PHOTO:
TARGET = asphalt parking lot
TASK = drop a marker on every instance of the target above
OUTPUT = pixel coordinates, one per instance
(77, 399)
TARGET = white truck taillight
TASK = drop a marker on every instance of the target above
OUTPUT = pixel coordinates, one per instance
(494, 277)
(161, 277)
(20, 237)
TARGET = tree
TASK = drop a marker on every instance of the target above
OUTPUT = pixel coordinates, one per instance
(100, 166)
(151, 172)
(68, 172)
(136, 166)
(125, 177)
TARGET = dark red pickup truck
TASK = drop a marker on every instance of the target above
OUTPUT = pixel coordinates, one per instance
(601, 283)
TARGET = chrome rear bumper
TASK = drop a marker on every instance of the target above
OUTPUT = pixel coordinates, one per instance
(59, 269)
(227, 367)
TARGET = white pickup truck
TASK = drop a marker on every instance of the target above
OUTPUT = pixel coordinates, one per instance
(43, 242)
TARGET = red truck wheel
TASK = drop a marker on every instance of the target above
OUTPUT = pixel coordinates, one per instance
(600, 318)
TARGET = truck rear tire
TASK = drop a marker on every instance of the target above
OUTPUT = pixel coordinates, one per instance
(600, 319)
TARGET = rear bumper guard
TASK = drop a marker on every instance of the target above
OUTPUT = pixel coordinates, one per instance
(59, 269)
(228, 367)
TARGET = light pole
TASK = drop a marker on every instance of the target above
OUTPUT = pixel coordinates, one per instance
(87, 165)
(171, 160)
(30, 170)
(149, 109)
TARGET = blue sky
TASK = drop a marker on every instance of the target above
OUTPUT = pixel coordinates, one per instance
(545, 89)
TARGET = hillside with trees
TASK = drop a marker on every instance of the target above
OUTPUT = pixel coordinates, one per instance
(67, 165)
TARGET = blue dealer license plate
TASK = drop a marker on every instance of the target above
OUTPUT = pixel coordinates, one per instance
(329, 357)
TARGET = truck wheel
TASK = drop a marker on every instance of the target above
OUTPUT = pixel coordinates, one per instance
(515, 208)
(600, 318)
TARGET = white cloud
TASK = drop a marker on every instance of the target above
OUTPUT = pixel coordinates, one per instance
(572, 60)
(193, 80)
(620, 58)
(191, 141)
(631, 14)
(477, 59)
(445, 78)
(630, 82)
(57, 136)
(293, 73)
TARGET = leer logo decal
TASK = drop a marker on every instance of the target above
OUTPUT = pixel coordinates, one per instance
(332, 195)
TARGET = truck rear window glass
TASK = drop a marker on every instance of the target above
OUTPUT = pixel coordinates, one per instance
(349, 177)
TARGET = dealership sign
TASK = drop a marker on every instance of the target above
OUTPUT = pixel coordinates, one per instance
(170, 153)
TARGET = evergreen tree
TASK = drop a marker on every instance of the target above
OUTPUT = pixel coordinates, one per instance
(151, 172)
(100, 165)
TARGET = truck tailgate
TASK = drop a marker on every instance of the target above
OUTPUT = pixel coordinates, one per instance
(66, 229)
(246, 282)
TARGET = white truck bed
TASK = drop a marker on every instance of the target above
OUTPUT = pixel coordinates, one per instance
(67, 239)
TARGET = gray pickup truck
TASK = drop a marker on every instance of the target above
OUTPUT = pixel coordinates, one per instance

**What you will do**
Rewrite every line of the listing above as a numbered list, leaving out any blank lines.

**Exercise response**
1. PHOTO:
2. TARGET = asphalt parking lot
3. TASK = drop a marker on every instance of the target above
4. OUTPUT = pixel coordinates, one per instance
5. (77, 399)
6. TARGET = white truck taillight
7. TASK = drop a marker on every instance of the target above
8. OUTPUT = pixel coordinates, one per instance
9. (494, 277)
10. (161, 277)
11. (20, 237)
12. TARGET = tree
13. TASK = drop a marker on every instance of the target above
14. OUTPUT = pixel coordinates, one per instance
15. (100, 166)
16. (151, 172)
17. (68, 172)
18. (136, 166)
19. (125, 177)
20. TARGET = dark red pickup truck
21. TASK = drop a marker on every instance of the target above
22. OUTPUT = pixel coordinates, one per instance
23. (601, 283)
24. TARGET = chrome rear bumper
25. TASK = drop a marker on every instance of the target above
26. OUTPUT = pixel coordinates, one per instance
27. (59, 269)
28. (227, 367)
29. TARGET = white pickup truck
30. TASK = drop a marker on every instance of the target above
31. OUTPUT = pixel coordinates, one per instance
32. (43, 242)
33. TARGET = red truck wheel
34. TASK = drop a marker on every instance of the target above
35. OUTPUT = pixel coordinates, one per instance
36. (600, 318)
37. TARGET = truck rear tire
38. TASK = drop a marker on every instance of the target above
39. OUTPUT = pixel coordinates, one per instance
40. (600, 319)
41. TARGET = rear bumper guard
42. TASK = drop a marker on every instance of the target above
43. OUTPUT = pixel coordinates, one per instance
44. (59, 269)
45. (228, 367)
46. TARGET = light pole
47. TASK = drop a marker on every instance of the target above
48. OUTPUT = pixel coordinates, one per instance
49. (87, 165)
50. (171, 160)
51. (30, 170)
52. (149, 109)
53. TARGET = blue sky
54. TASK = drop a marker on every instance of the target above
55. OUTPUT = pixel coordinates, one per instance
56. (545, 89)
57. TARGET = hillside with trees
58. TASK = drop a marker on every instance of the target above
59. OUTPUT = pixel coordinates, one per instance
60. (67, 165)
61. TARGET = blue dealer license plate
62. TASK = drop a marker on every instance of the target above
63. OUTPUT = pixel coordinates, one per instance
64. (329, 357)
65. TARGET = truck wheel
66. TASK = drop a marker on every instance of the target above
67. OUTPUT = pixel coordinates, one per instance
68. (515, 208)
69. (600, 318)
70. TARGET = white cloud
71. TASK = drop a marker on every instance of the target above
72. OUTPUT = pixel coordinates, one per instance
73. (572, 60)
74. (193, 80)
75. (620, 58)
76. (191, 141)
77. (631, 14)
78. (477, 59)
79. (445, 78)
80. (630, 82)
81. (57, 136)
82. (293, 73)
83. TARGET = leer logo decal
84. TASK = drop a marker on every instance of the target above
85. OUTPUT = pixel coordinates, one per instance
86. (332, 195)
87. TARGET = truck rear window glass
88. TASK = drop a marker on every instance of the target above
89. OUTPUT = pixel coordinates, one per instance
90. (349, 177)
91. TARGET = dealership sign
92. TASK = drop a marker on every instance of the target above
93. OUTPUT = pixel coordinates, one per instance
94. (170, 153)
95. TARGET = evergreen tree
96. TASK = drop a marker on every instance of the target above
97. OUTPUT = pixel coordinates, one per instance
98. (151, 172)
99. (100, 165)
100. TARGET = truck tailgate
101. TASK = drop a marker on every instance of the target above
102. OUTPUT = pixel coordinates, one per instance
103. (66, 229)
104. (246, 282)
105. TARGET = white truck bed
106. TASK = drop a marker on every instance of the target above
107. OUTPUT = pixel coordinates, one per instance
108. (67, 239)
109. TARGET = gray pickup truck
110. TASK = drop a marker on every instance of the target above
111. OUTPUT = pixel coordinates, one per instance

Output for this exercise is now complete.